**Given task 1**
According to the post, which encoding is the page at http://d.hatena.ne.jp/lestrrat/ in?
**Given task 2**
Please copy the listing verbatim from the line containing "the form [22,106]." through the listing's last line.

**Document segment**
(begin)
Hi,
I'm trying to fetch pages using PoCo::Client::HTTP, and some pages are
turning out to be in a different encoding then what the content-type
header says. I've traced this to this change:
2006-10-25 06:55:14 (r294) by rcaputo
lib/POE/Component/Client/HTTP.pm M; t/14_gzipped_content.t A; MANIFEST
M; Makefile.PL M; lib/POE/Component/Client/HTTP/Request.pm M
Apply Rob Bloodgood's patch to transparently decode non-streaming
content before it's returned. This gives us support for gzip
compressed content. Resolves long-standing rt.cpan.org ticket 8454.
Can't this feature be optional?
This is how the problem is reproduced:
1) http://d.hatena.ne.jp/lestrrat/ is a page in euc-jp
2) the server supports gzip encoding
3) PoCo::Client::HTTP sends headers claiming it can
handle gzip encoding (which is fine)
4) In the response, content-encoding header is specified
5) HTTP::Response->decoded_content is called
6) in decoded_content, it handles the gzip encoding part
7) then in the next clause it goes on toe do the following
if ($ct && $ct =~ m,^text/,,) {
my $charset = $opt{charset} || $ct_param{charset} ||
$opt{default_charset} || "ISO-8859-1";
$charset = lc($charset);
if ($charset ne "none") {
require Encode;
if (do{my $v = $Encode::VERSION; $v =~ s/_//g; $v} < 2.0901 &&
!$content_ref_iscopy)
{
# LEAVE_SRC did not work before Encode-2.0901
my $copy = $$content_ref;
$content_ref = \$copy;
$content_ref_iscopy++;
}
$content_ref = \Encode::decode($charset, $$content_ref,
Encode::FB_CROAK() | Encode::LEAVE_SRC());
}
}
At the end , I have a request with content-type = 'text/hml;
charset=euc-jp', and yet the content is UTF-8.
I realize it may be a problem in HTTP::Message more so than POE, but I'd
rather be able to turn off this feature by, for example, being able to
NOT send the accept-encoding header.
Can something like that be done?
--d
(end)
**Recorded data**
(begin)
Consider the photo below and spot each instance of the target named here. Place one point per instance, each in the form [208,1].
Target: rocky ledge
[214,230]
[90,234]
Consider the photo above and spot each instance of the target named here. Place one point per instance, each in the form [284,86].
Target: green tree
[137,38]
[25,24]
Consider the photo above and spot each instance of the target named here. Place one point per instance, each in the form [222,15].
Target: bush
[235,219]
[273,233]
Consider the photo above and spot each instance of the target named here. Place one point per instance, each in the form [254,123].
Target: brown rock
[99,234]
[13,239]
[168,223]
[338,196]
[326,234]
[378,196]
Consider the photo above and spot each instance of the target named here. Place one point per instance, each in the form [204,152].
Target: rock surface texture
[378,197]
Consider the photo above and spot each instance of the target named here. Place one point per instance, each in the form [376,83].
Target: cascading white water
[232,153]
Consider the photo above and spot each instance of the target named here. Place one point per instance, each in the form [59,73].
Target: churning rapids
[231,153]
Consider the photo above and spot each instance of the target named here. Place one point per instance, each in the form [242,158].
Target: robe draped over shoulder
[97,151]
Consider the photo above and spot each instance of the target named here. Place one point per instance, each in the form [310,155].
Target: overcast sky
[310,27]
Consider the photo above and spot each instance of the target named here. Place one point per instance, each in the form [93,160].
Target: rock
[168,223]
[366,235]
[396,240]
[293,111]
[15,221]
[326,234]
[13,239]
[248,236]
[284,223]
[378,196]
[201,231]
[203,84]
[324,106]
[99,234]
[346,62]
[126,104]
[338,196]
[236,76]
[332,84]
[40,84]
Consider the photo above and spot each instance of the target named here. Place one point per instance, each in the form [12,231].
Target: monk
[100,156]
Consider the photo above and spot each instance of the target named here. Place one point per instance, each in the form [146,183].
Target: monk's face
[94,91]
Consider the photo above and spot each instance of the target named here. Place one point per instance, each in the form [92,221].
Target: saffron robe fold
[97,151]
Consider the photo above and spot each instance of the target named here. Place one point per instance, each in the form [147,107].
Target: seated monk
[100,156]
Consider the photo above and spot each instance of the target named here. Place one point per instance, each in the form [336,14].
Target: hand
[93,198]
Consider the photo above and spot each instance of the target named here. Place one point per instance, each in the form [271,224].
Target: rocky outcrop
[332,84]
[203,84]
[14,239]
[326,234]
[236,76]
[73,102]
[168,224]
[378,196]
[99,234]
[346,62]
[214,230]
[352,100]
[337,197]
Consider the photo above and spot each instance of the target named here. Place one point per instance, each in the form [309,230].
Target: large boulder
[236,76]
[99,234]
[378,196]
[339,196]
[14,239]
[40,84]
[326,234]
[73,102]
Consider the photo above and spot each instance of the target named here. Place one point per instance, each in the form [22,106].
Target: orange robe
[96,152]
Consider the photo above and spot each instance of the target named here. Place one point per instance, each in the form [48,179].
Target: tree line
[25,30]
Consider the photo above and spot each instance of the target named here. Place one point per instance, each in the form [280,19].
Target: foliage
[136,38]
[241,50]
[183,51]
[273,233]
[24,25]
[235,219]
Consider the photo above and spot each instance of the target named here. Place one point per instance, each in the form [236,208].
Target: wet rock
(end)
**Complete response 1**
euc-jp

**Complete response 2**
Consider the photo above and spot each instance of the target named here. Place one point per instance, each in the form [22,106].
Target: orange robe
[96,152]
Consider the photo above and spot each instance of the target named here. Place one point per instance, each in the form [48,179].
Target: tree line
[25,30]
Consider the photo above and spot each instance of the target named here. Place one point per instance, each in the form [280,19].
Target: foliage
[136,38]
[241,50]
[183,51]
[273,233]
[24,25]
[235,219]
Consider the photo above and spot each instance of the target named here. Place one point per instance, each in the form [236,208].
Target: wet rock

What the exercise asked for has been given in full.